#### [What you are asked to do]
Rewrite these lines with every "marks one dot" changed to "places a single dot" and everything else kept the same. Leave out the pictures.

○ ○ ○ ○

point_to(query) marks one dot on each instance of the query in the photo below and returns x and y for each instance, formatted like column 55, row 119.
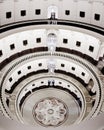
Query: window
column 42, row 82
column 1, row 53
column 65, row 40
column 23, row 12
column 37, row 11
column 40, row 64
column 25, row 42
column 29, row 67
column 91, row 48
column 83, row 74
column 97, row 17
column 82, row 14
column 78, row 44
column 73, row 68
column 12, row 46
column 8, row 15
column 67, row 12
column 62, row 65
column 38, row 40
column 10, row 79
column 19, row 72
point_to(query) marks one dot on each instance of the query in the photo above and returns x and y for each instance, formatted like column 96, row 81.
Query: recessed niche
column 8, row 15
column 82, row 14
column 10, row 79
column 91, row 48
column 23, row 12
column 83, row 74
column 40, row 64
column 73, row 68
column 25, row 42
column 97, row 17
column 12, row 46
column 19, row 72
column 62, row 65
column 29, row 67
column 78, row 43
column 37, row 11
column 38, row 40
column 1, row 53
column 67, row 12
column 65, row 41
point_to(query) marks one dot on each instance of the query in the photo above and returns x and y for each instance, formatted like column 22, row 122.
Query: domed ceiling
column 51, row 61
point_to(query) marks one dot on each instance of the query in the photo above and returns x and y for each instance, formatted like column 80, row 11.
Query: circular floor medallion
column 50, row 111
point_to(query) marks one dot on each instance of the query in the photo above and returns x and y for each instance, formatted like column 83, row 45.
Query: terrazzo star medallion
column 50, row 112
column 51, row 61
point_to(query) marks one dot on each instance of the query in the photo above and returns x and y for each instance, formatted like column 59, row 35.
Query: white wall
column 75, row 6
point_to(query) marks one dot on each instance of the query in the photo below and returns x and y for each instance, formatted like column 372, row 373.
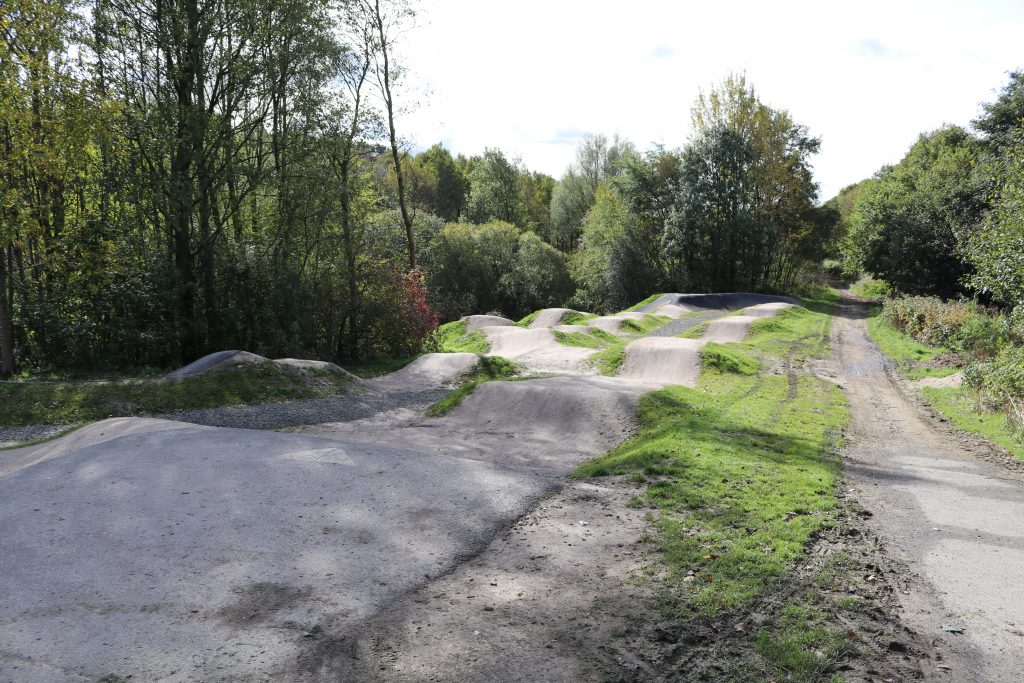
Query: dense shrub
column 928, row 319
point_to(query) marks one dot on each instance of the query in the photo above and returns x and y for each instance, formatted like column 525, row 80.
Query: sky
column 531, row 77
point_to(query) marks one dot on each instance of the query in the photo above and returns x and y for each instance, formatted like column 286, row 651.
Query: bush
column 929, row 319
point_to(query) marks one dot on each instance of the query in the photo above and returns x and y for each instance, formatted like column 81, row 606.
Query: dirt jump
column 363, row 549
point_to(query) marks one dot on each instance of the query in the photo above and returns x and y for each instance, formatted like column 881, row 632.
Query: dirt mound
column 217, row 360
column 549, row 316
column 474, row 323
column 767, row 309
column 724, row 301
column 427, row 372
column 97, row 432
column 537, row 350
column 613, row 324
column 664, row 360
column 731, row 329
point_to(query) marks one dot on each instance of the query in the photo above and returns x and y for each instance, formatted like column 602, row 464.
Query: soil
column 941, row 510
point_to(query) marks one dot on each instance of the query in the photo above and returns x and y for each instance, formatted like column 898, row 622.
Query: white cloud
column 529, row 77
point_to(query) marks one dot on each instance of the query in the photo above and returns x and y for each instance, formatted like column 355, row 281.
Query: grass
column 455, row 338
column 960, row 407
column 741, row 469
column 489, row 368
column 60, row 402
column 644, row 326
column 577, row 317
column 638, row 306
column 593, row 338
column 740, row 474
column 907, row 353
column 369, row 369
column 871, row 289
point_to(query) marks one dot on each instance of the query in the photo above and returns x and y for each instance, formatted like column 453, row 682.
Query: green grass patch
column 609, row 360
column 726, row 359
column 742, row 469
column 644, row 326
column 801, row 646
column 638, row 306
column 594, row 338
column 960, row 406
column 489, row 368
column 378, row 367
column 577, row 317
column 525, row 323
column 455, row 338
column 907, row 353
column 871, row 289
column 59, row 402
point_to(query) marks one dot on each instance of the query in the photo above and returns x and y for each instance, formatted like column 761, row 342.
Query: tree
column 996, row 250
column 494, row 193
column 388, row 22
column 919, row 214
column 1003, row 120
column 744, row 213
column 597, row 159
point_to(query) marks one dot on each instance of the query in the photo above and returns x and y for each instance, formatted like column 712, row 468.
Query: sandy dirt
column 474, row 323
column 954, row 520
column 390, row 548
column 549, row 316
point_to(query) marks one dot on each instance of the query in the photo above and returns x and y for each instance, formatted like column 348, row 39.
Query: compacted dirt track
column 956, row 521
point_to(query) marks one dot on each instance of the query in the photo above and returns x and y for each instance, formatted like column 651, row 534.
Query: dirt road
column 956, row 521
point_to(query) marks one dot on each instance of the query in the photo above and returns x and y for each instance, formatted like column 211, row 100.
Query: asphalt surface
column 956, row 521
column 197, row 553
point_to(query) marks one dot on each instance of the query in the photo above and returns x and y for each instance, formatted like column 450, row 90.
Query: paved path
column 956, row 521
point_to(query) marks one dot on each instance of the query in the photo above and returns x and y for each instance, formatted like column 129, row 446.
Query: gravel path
column 310, row 412
column 16, row 435
column 681, row 325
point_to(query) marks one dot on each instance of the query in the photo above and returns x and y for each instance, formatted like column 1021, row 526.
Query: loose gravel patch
column 10, row 436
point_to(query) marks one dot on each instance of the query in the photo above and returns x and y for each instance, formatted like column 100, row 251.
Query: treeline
column 948, row 219
column 181, row 176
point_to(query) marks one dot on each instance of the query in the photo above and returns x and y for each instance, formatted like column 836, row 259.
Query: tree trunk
column 385, row 80
column 6, row 322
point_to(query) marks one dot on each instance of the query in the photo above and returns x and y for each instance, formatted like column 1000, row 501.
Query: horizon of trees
column 948, row 218
column 182, row 176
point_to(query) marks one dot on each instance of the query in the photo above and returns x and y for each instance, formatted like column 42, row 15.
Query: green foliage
column 744, row 215
column 592, row 339
column 914, row 218
column 743, row 471
column 869, row 288
column 995, row 249
column 454, row 338
column 489, row 368
column 494, row 267
column 641, row 304
column 961, row 406
column 609, row 360
column 494, row 194
column 726, row 359
column 644, row 326
column 64, row 402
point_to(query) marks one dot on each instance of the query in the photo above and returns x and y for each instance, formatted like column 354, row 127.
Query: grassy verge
column 488, row 369
column 59, row 402
column 907, row 353
column 740, row 474
column 644, row 326
column 455, row 338
column 594, row 338
column 638, row 306
column 960, row 407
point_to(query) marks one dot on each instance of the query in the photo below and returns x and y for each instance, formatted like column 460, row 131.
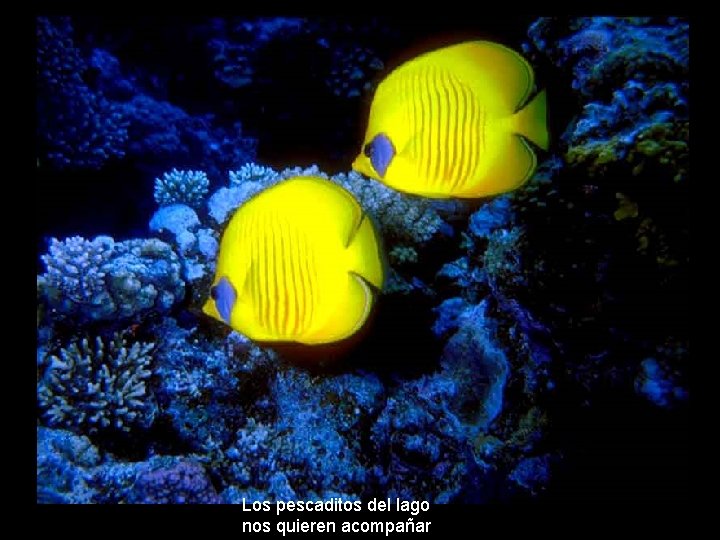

○ ○ ○ ○

#### [Exercise answer]
point_to(query) places a single dot on each instance of the query in the photo below and returns x and y for each instance, formatted like column 55, row 119.
Query: window
column 42, row 82
column 1, row 53
column 65, row 40
column 23, row 12
column 37, row 11
column 40, row 64
column 25, row 42
column 29, row 67
column 91, row 48
column 83, row 74
column 97, row 17
column 82, row 14
column 78, row 44
column 73, row 68
column 12, row 46
column 8, row 15
column 67, row 12
column 62, row 65
column 38, row 40
column 10, row 79
column 19, row 72
point_to(query) places a single dot on each instance of the query in the photo above and returns x and y for each instance, formatted like column 96, row 81.
Query: recessed niche
column 8, row 15
column 82, row 14
column 10, row 79
column 91, row 48
column 23, row 12
column 83, row 74
column 40, row 64
column 73, row 68
column 25, row 42
column 97, row 17
column 12, row 46
column 19, row 72
column 62, row 65
column 29, row 67
column 78, row 43
column 37, row 11
column 38, row 40
column 1, row 53
column 67, row 12
column 65, row 41
point_to(query) places a single dot on each instance of the query in the photo above and returns x and y for each instance, formatted like column 22, row 122.
Query: domed ceiling
column 51, row 61
point_to(query) places a single dot on each instance of the query in the photo above and returns x and y for each instance, formatted like column 80, row 11.
Query: circular floor medallion
column 50, row 111
point_to(query) places a single dot on each instance of the query in the photo above and returns x and y for each instance, formatted like column 83, row 45.
Query: terrazzo star medallion
column 50, row 112
column 51, row 61
point_to(query) places a single dot on each instance of the query in the photo above and returns x and y for each instance, formatted like column 59, row 35.
Query: white wall
column 75, row 6
point_to(query) places a single dot on each instance of the query in the photo below and returns x and y for each instance, formatted like column 372, row 373.
Query: dense shrub
column 928, row 319
point_to(query) places a single dot on each instance of the query in the photo above and returns x and y for each instance, formatted like column 525, row 80.
Query: sky
column 531, row 77
point_to(query) places a single dot on each instance of the query in the photo above and returns x and y for each instance, formatted like column 286, row 651.
Query: bush
column 929, row 319
point_to(query) places a single dot on each instance of the query in the photo above and returns x and y for each instance, formatted like column 81, row 606.
Query: dirt jump
column 363, row 549
point_to(query) places a single dot on each instance of the query in the photo above and returns x and y for each instance, formatted like column 881, row 632.
Query: dirt mound
column 217, row 360
column 549, row 316
column 474, row 323
column 767, row 309
column 724, row 301
column 427, row 372
column 97, row 432
column 537, row 350
column 613, row 324
column 664, row 360
column 731, row 329
point_to(query) places a single dot on each instance of the query in the photo above and returns x and y for each instance, formatted like column 602, row 464.
Query: soil
column 941, row 510
point_to(query) places a single dot on each instance of the query in the photo above and returns x and y for each instance, formatted like column 898, row 622.
Query: white cloud
column 529, row 77
point_to(query) places a single dot on each instance of the query in the photo above and returns x and y for each instance, formatted like column 355, row 281.
Query: grass
column 455, row 338
column 960, row 407
column 741, row 469
column 489, row 368
column 60, row 402
column 644, row 326
column 577, row 317
column 638, row 306
column 593, row 338
column 740, row 474
column 907, row 353
column 369, row 369
column 871, row 289
point_to(query) places a single dot on each instance of the query in the photo above and returns x and y for each instance, formatted like column 453, row 682.
Query: green grass patch
column 609, row 360
column 726, row 359
column 742, row 469
column 644, row 326
column 801, row 646
column 638, row 306
column 594, row 338
column 960, row 406
column 489, row 368
column 378, row 367
column 577, row 317
column 525, row 323
column 455, row 338
column 907, row 353
column 871, row 289
column 59, row 402
point_to(query) places a single dot on each instance of the query in the photo above and returns x and y for each instance, formatted like column 761, row 342.
Query: tree
column 996, row 250
column 494, row 193
column 388, row 22
column 919, row 214
column 1003, row 120
column 744, row 213
column 597, row 159
point_to(query) places a single dot on each instance of the query in the photo above and returns x and y for each instance, formatted like column 712, row 468.
Query: sandy dirt
column 474, row 323
column 954, row 520
column 390, row 548
column 549, row 316
point_to(query) places a single dot on each instance of the query in the photo above and returns x and y for each instance, formatted like column 348, row 39.
Query: compacted dirt track
column 956, row 521
point_to(query) places a single dot on each instance of the query in the photo above and returns x and y for each instance, formatted like column 651, row 534.
Query: dirt road
column 956, row 521
point_to(query) places a single dot on each instance of the query in the photo above and returns x and y for each instance, formatted like column 211, row 100.
Query: asphalt surface
column 956, row 521
column 197, row 553
point_to(query) places a single dot on each instance of the query in the photo above and returns x and y for each instance, formatted like column 450, row 90.
Query: paved path
column 956, row 521
point_to(query) places a single dot on each instance of the query in the photo above and returns x and y for each instance, formatted like column 129, row 446.
Query: gravel path
column 310, row 412
column 16, row 435
column 681, row 325
point_to(query) places a single dot on each instance of the query in the photo above and returns x and y for each instance, formatted like column 1021, row 526.
Query: loose gravel patch
column 10, row 436
point_to(query) places a single dot on each instance of the query in the photo above and returns x and y for each instance, formatted like column 100, row 251.
Query: treeline
column 948, row 219
column 181, row 176
point_to(query) places a single dot on each instance of the query in the photo above and returns x and y for each instance, formatted like column 836, row 259.
Query: tree trunk
column 385, row 80
column 6, row 322
point_to(query) places a single dot on each instance of the query in the photo above and returns x and y for each instance, formatted like column 1000, row 501.
Query: horizon of trees
column 948, row 218
column 182, row 176
point_to(query) places a single dot on each instance of the query in the photo above and returns x and y for each instance, formatted like column 42, row 15.
Query: green foliage
column 744, row 215
column 592, row 339
column 914, row 218
column 743, row 471
column 869, row 288
column 995, row 249
column 454, row 338
column 489, row 368
column 494, row 267
column 641, row 304
column 961, row 406
column 609, row 360
column 494, row 194
column 726, row 359
column 644, row 326
column 64, row 402
point_to(query) places a single dot on each instance of the query in the photo above and returns x and y for each instance, formatted like column 354, row 127.
Query: grassy verge
column 488, row 369
column 59, row 402
column 907, row 353
column 740, row 474
column 644, row 326
column 455, row 338
column 594, row 338
column 638, row 306
column 960, row 407
point_to(query) places a single dot on each instance of the query in the photo below and returns x and y for each instance, formatted like column 460, row 131.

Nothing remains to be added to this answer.